### Task prompt
From the entries that follow, work out how many lines contain "Please". Write the number only.

### Data for the task
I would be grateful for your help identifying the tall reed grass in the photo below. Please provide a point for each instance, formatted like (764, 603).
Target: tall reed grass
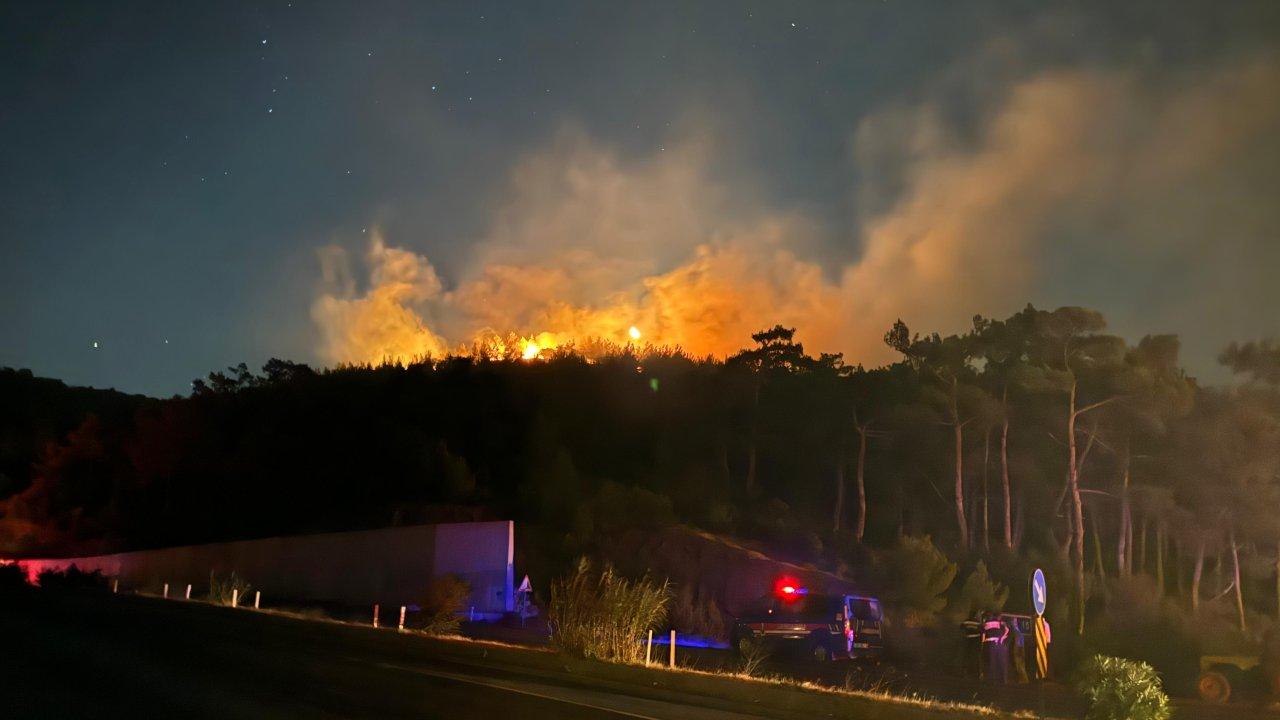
(603, 615)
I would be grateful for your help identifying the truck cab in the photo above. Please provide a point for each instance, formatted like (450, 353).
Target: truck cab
(827, 627)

### Finished exercise
2